[CONSIGNA 1]:
Actualiza el pasaje del fragmento sobre Coetzee que va desde "Aún cuando los" hasta "la transparencia radiográfica.", ambos incluidos, y cambia "prosa" por "escritura".

[FRAGMENTO]:

Aún cuando los personajes de Coetzee estén llenos de ambivalencia, su prosa no lo está. "La ironía debe conllevar algo de sufrimiento; de lo contrario se vuelve pretenciosa": esta es una de las citas del diario de Robert Musil que Coetzee recoge en su ensayo sobre el novelista austríaco y de la que parece haber hecho una doctrina. El autor parece haberse autoimpuesto la censura de toda ironía, como si ese fuera un juicio en el que no quiere pasar por relativista. Quizá en esta regla consista su declarado propósito de rivalizar con las versiones de la historia, tal vez buena parte de la fuerza de este realismo tan singular consiste en esto, en limitar la ambivalencia, de la que la literatura en el siglo XX por momentos parece haber abusado. A cambio del artificio, la transparencia radiográfica.

Una de las preguntas que me hice siempre es qué hace que el realismo de Coetzee sea innovador. Creo que la clave es su extrema modernidad en varios aspectos. El primero es que algunas de sus novelas hibridan distintos géneros. En Diario de un mal año rompe la unidad de la página, la convierte en pantalla con dos y hasta tres hipertextos que pueden leerse de manera alterna o bien lineal. A menudo ha dado una vuelta inesperada a la metaficción, asumiendo la voz de narradoras y personajes femeninos. Hay una particular vibración entre clasicismo y posmodernidad en Elizabeth Costello, cuya protagonista es una novelista bien entrada en sus 60 años, "cansada, confusa, gris". ¡Costello es un invento sorprendente! Organizada en ocho lecciones y un epílogo, algunas de las cuales fueron publicadas antes en La vida de los animales, toma la forma de la disputa filosófica y la mesa redonda. Ella es una viajera académica; dicta conferencias en un College, luego en un crucero, y se somete a los respectivos debates de sobremesa. Las controversias van desde las razones morales para ser vegetariano -y aún así calzar zapatos de cuero- hasta la polémica estética, con una Elizabeth que sostiene la autonomía literaria frente al escritor nigeriano Emmanuel Egudu, ex amante, entregado a la pintura del color local porque solo el folclore de colonias es aceptado por el mercado. Elizabeth, por el contrario, se niega a ser arrumbada en cualquier subconjunto literario, al anaquel de la literatura postcolonial o al de la literatura femenina. Se opone incluso a la superstición de las literaturas nacionales.

Elizabeth está trabajada a la manera del escritor apócrifo (las mujeres en la obra de Coetzee tienen virtualmente el monopolio de la pasión); durante decenas de páginas, el lector se pregunta si en verdad esta escritora existe, para concluir en que es superfluo llamar ensayo o novela a esta pieza expositiva que por momentos es un guión de contradictores en un aula universitaria.

Lo había hecho antes en esa joya anómala de la literatura de viajes que es Foe (título que en inglés alude al autor de Robinson Crusoe, Daniel Defoe y que también significa enemigo). Vuelve a asumir el punto de vista femenino en La edad de hierro, la más documental de sus novelas.

[DATOS DE ENTRADA]:
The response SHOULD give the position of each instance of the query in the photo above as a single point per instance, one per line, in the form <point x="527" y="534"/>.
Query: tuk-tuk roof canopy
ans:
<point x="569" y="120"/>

==

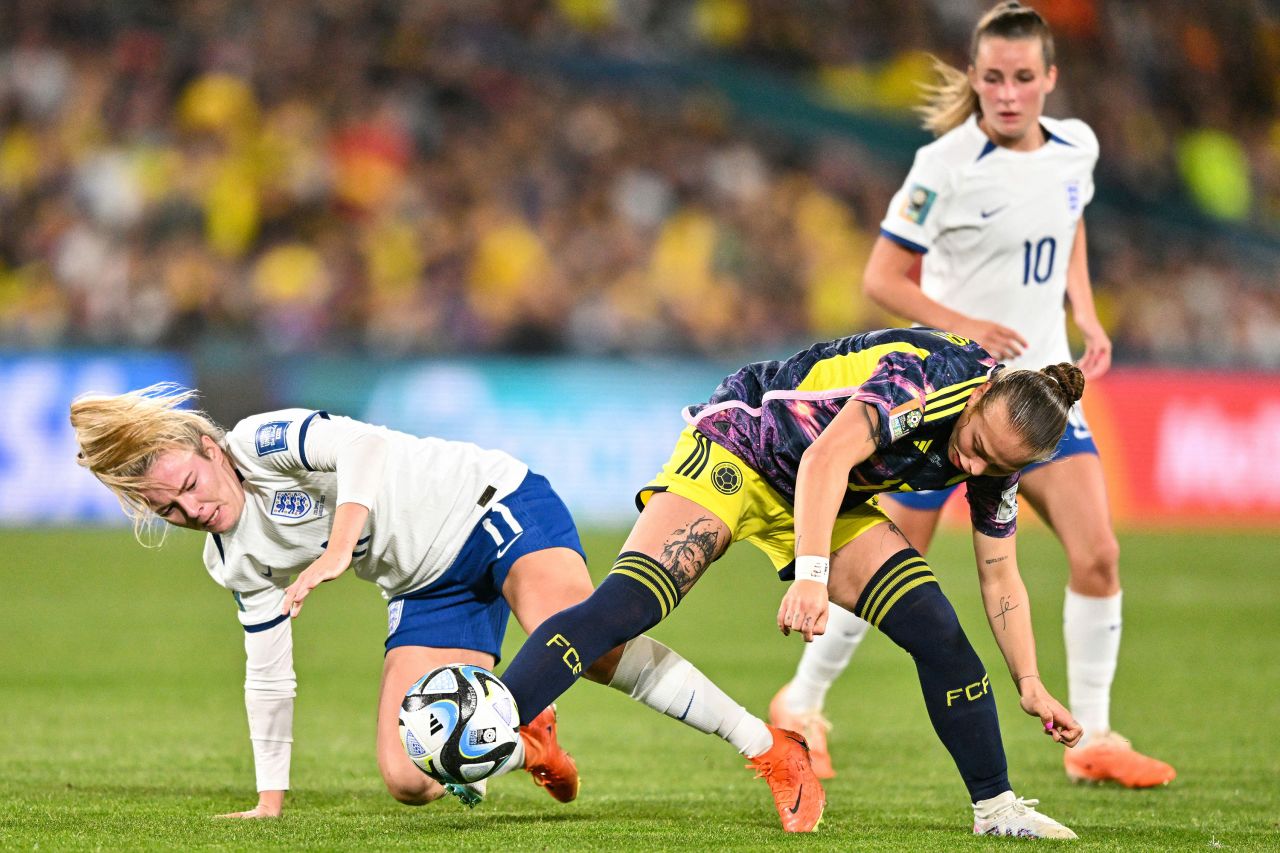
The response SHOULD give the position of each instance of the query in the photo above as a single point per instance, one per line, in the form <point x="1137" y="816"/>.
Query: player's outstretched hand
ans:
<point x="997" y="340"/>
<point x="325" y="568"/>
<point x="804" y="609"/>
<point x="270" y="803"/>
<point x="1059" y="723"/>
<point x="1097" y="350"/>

...

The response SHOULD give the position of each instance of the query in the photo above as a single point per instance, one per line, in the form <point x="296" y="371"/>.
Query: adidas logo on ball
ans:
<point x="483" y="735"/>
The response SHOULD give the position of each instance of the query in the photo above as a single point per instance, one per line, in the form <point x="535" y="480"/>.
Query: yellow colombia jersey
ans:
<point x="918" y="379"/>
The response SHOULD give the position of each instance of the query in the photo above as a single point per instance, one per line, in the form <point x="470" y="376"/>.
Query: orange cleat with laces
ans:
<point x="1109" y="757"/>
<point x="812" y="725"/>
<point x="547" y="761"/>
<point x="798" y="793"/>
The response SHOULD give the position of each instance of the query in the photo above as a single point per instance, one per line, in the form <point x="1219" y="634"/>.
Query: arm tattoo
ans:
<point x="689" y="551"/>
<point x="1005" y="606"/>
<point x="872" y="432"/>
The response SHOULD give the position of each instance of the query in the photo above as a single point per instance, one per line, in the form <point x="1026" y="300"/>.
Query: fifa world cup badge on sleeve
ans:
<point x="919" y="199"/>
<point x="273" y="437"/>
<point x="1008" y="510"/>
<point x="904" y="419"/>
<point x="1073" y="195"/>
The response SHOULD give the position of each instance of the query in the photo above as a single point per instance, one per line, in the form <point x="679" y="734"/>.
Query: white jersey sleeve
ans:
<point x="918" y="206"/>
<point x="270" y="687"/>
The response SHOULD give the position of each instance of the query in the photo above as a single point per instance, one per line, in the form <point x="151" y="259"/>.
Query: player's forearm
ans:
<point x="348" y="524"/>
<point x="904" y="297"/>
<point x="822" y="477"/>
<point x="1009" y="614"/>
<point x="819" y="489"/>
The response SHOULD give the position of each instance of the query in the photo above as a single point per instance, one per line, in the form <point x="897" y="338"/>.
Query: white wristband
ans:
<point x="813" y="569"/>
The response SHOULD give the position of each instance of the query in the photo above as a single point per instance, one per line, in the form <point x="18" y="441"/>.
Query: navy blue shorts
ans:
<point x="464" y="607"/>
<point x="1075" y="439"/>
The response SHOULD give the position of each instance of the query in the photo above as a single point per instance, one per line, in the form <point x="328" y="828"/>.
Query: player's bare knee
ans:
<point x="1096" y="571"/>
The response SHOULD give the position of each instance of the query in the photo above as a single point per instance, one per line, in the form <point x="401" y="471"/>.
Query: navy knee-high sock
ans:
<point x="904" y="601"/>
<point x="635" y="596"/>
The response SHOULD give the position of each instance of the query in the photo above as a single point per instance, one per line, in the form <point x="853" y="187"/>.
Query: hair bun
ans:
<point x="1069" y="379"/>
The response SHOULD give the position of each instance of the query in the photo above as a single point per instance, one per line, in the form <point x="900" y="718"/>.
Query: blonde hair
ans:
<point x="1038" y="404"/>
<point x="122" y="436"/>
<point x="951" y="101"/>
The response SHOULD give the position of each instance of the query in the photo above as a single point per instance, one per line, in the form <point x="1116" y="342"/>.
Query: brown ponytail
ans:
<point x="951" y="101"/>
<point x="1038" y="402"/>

[CONSIGNA 2]:
Reúne y copia cada línea de los registros que contenga la cadena "white". Ten en cuenta que se distinguen mayúsculas y minúsculas.

[RESPUESTA COMPLETA 1]:
Aún cuando los personajes de Coetzee estén llenos de ambivalencia, su escritura no lo está. "La ironía debe conllevar algo de sufrimiento; de lo contrario se vuelve pretenciosa": esta es una de las citas del diario de Robert Musil que Coetzee recoge en su ensayo sobre el novelista austríaco y de la que parece haber hecho una doctrina. El autor parece haberse autoimpuesto la censura de toda ironía, como si ese fuera un juicio en el que no quiere pasar por relativista. Quizá en esta regla consista su declarado propósito de rivalizar con las versiones de la historia, tal vez buena parte de la fuerza de este realismo tan singular consiste en esto, en limitar la ambivalencia, de la que la literatura en el siglo XX por momentos parece haber abusado. A cambio del artificio, la transparencia radiográfica.

[RESPUESTA COMPLETA 2]:
Query: white jersey sleeve
Query: white wristband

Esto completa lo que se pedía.